2 Cf. my contribution “'La nation turque est musulmane' : Histoire, islam et nationalisme”, in Gérard Groc (ed.), Formes nouvelles de l’islam en Turquie. Les Annales de l’autre islam,° issue 6, Inalco-Erism, Paris, 1999, 327-352. Online: http://www.susam-sokak.fr/pages/_La_nation_turque_est_musulmane_1999-7938918.html (accessed September 20, 2022).

 

Image published by the ultra-nationalist daily Türkiye on the occasion of the Fetih anniversary, 29 May 1998

Image published by the ultra-nationalist daily Türkiye on the occasion of the Fetih anniversary, 29 May 1998

But there was no other commemoration before 1958. Was it because the pretext of an anniversary with a round number no longer existed then? Or because of increasing tension with the Orthodox/Greek population (Rum, or Politis)? In September 1955 is launched the pogrom against the Rum in the Pera peninsula, followed by the expulsion of this ancient population of the “Polis”, considered now foreigners. Istanbul is then turned upside down and loses its soul. Significantly, on some photographs taken during the pogrom, one can notice demonstrators brandishing the portrait of Sultan Mehmed, probably aware of contributing to the fulfillment of the Sultan's victory - and this detail shows at what point the pogrom and its aftermath (Istanbul almost without Greek Orthodox) are, again, a “fetih” 1.

########

[EXERCISE REQUIREMENTS]
1. Answer these from the excerpt on the Fetih commemorations, one line each:
(a) Which newspaper published the image, and on what date?
(b) When was the pogrom against the Rum launched?
(c) Whose portrait did some demonstrators brandish during the pogrom?
2. Copy the excerpt on the Fetih commemorations from "2 Cf. my contribution" up to and including "September 20, 2022).", changing "accessed" to "consulted".
3. List every year mentioned in the excerpt on the Fetih commemorations, each once.

[GIVEN INFORMATION]
########

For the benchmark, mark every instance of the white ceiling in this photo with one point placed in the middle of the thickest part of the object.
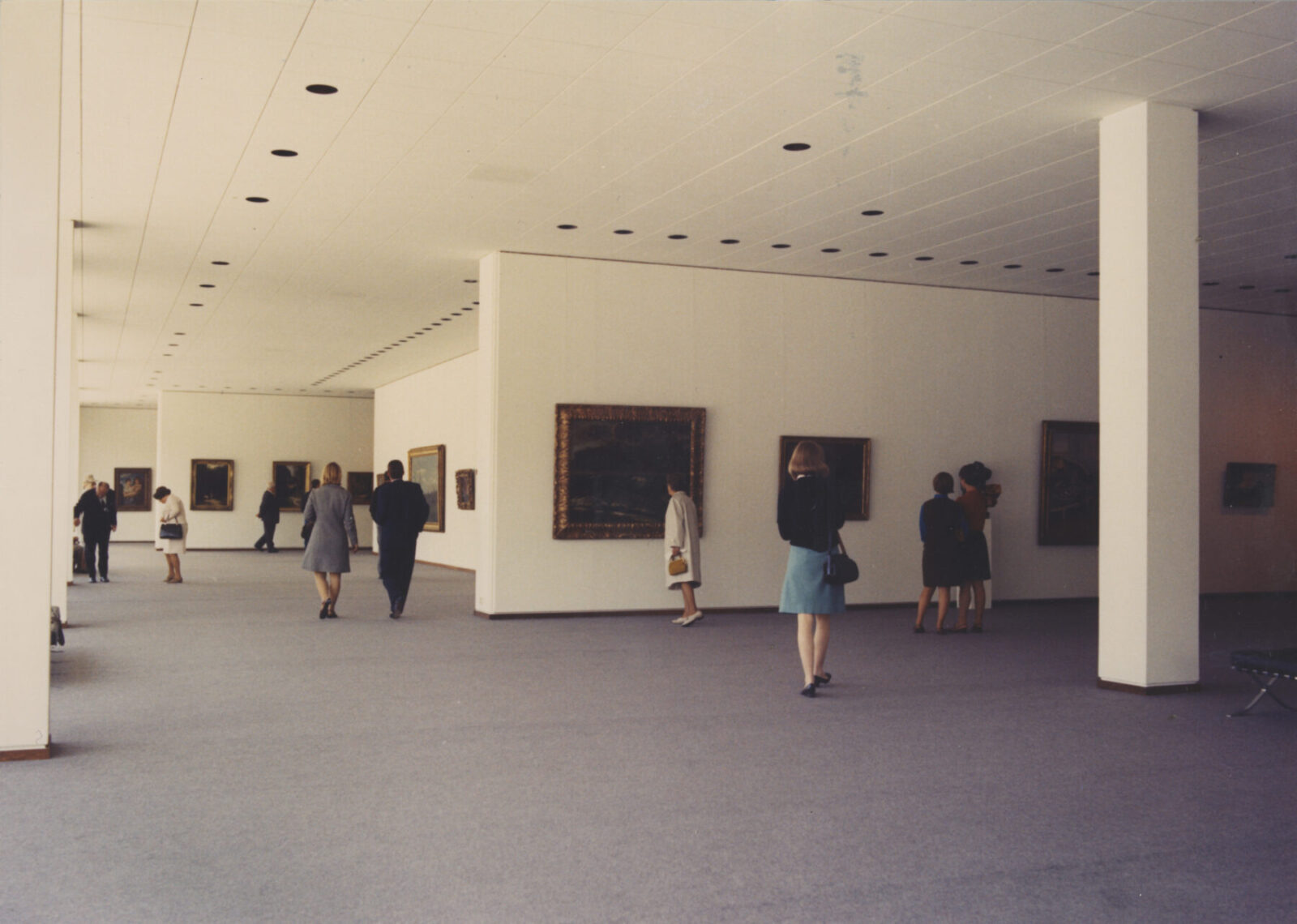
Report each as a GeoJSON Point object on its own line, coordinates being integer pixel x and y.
{"type": "Point", "coordinates": [464, 127]}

########

[RESPONSE LIST]
1.
(a) The ultra-nationalist daily Türkiye, on 29 May 1998.
(b) In September 1955.
(c) The portrait of Sultan Mehmed.

2.
2 Cf. my contribution “'La nation turque est musulmane' : Histoire, islam et nationalisme”, in Gérard Groc (ed.), Formes nouvelles de l’islam en Turquie. Les Annales de l’autre islam,° issue 6, Inalco-Erism, Paris, 1999, 327-352. Online: http://www.susam-sokak.fr/pages/_La_nation_turque_est_musulmane_1999-7938918.html (consulted September 20, 2022).

3. 1999, 2022, 1998, 1958, 1955